• _REQUESTS_:
1. Update the passage of the Peace Corps blog post that opens with the words "18 December 2015" and closes with "wonders: Victoria Falls.": write it out again with "Jingle Bells" changed to "Silent Night".
2. Carry the Peace Corps blog post on from the point where it stops.

• _ARTICLE_:
○ ○ ○ ○

18 December 2015

I’ve been very busy lately! Or maybe it just feels like I’ve been busy because time has been flying. It does not feel like the holidays. I hear Jingle Bells played on the radio – in Swahili of course – which is kind-of just annoying, if I’m going to be honest. In addition to Christmas classics, Bieber has also broken into the village, which is impressive in my opinion. Maybe I’ll feel some holiday spirit by the time January rolls around, but it’s just not the same without any cold weather/snow or Christmas decorations around. I have some great holiday vacation plans with some other PCV friends, though, so it will be a good Christmas and New Year. I’ll be sure to write about my two-week adventure post-trip, but it involves heading south through Zambia to one of the world’s greatest natural wonders: Victoria Falls.

Time for some updates! The new water committee in my village is still working on its constitution and then will submit an application to the district to register as an official water committee. That’ll take a long, long time. My estimate is at least half a year if we jump through all the hoops. Once they are registered, then we can think about water projects in the village. It’s difficult to wait so long to start on what will probably be the main project of my Peace Corps service, but it’s great that the villagers wants to be official and commit to becoming an actual registered committee.

○ ○ ○ ○

• _SUPPLIED MATERIAL_:
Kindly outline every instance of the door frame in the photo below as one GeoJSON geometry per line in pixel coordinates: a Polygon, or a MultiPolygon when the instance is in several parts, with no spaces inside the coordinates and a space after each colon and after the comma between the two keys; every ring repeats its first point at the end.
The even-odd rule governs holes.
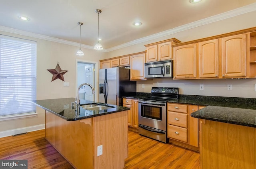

○ ○ ○ ○

• _EXPECTED OUTPUTS_:
1.
18 December 2015

I’ve been very busy lately! Or maybe it just feels like I’ve been busy because time has been flying. It does not feel like the holidays. I hear Silent Night played on the radio – in Swahili of course – which is kind-of just annoying, if I’m going to be honest. In addition to Christmas classics, Bieber has also broken into the village, which is impressive in my opinion. Maybe I’ll feel some holiday spirit by the time January rolls around, but it’s just not the same without any cold weather/snow or Christmas decorations around. I have some great holiday vacation plans with some other PCV friends, though, so it will be a good Christmas and New Year. I’ll be sure to write about my two-week adventure post-trip, but it involves heading south through Zambia to one of the world’s greatest natural wonders: Victoria Falls.

2.
I have been doing a lot of planning lately for various programs/clubs/groups that I hope to start up in the next three or four months. This Sunday will be the start of the first. It’s just a Mama’s group. A lot of the women want to learn about the food that Americans cook and eat, so that’s the main purpose of the group, but I also plan to teach about home gardens and health topics, especially AIDS. They are super excited to learn more about American culture, cook food, listen to music, see some of my pictures, and learn anything else I have to share with them. I love their enthusiasm.

I have also planned out a series of four half-day seminars about project design and management. I will start translating my lesson plans with my counterpart once I return in January, and then will work with the mwenyekiti (village chairperson) to organize a group of 15-20 village and community leaders to participate in the seminars. My counterpart should be able to lead most of the sessions, and I’ll certainly encourage him to do so, but I’ll also be there to make sure things go smoothly and to help facilitate everything. We hope to be able to start those in February.

Also in the works is an environment, conservation, agriculture club (I call it the ECA Club), which I hope to bring to both the primary school in my village and the secondary school in the neighboring village. Also at the primary school, I plan to do weekly or bi-weekly life skills lessons. They focus on decision making, communication skills, topics like drugs and alcohol use or waiting for sex, and HIV/AIDS, among other things. Starting perhaps in April, I also plan to do the Maua Mazuri program (that roughly translates to beautiful flowers), which is a twelve lesson program for girls, teaching life skills through the arts. And then at the secondary school, I hope to teach a series of gender equality lessons. These will also focus on life skills, related to gender, combined with a TZ television series called The Team, which focuses on gender equality. Hopefully it will encourage some good discussion. I’ll be working with a secondary school teacher when I return in January to start planning.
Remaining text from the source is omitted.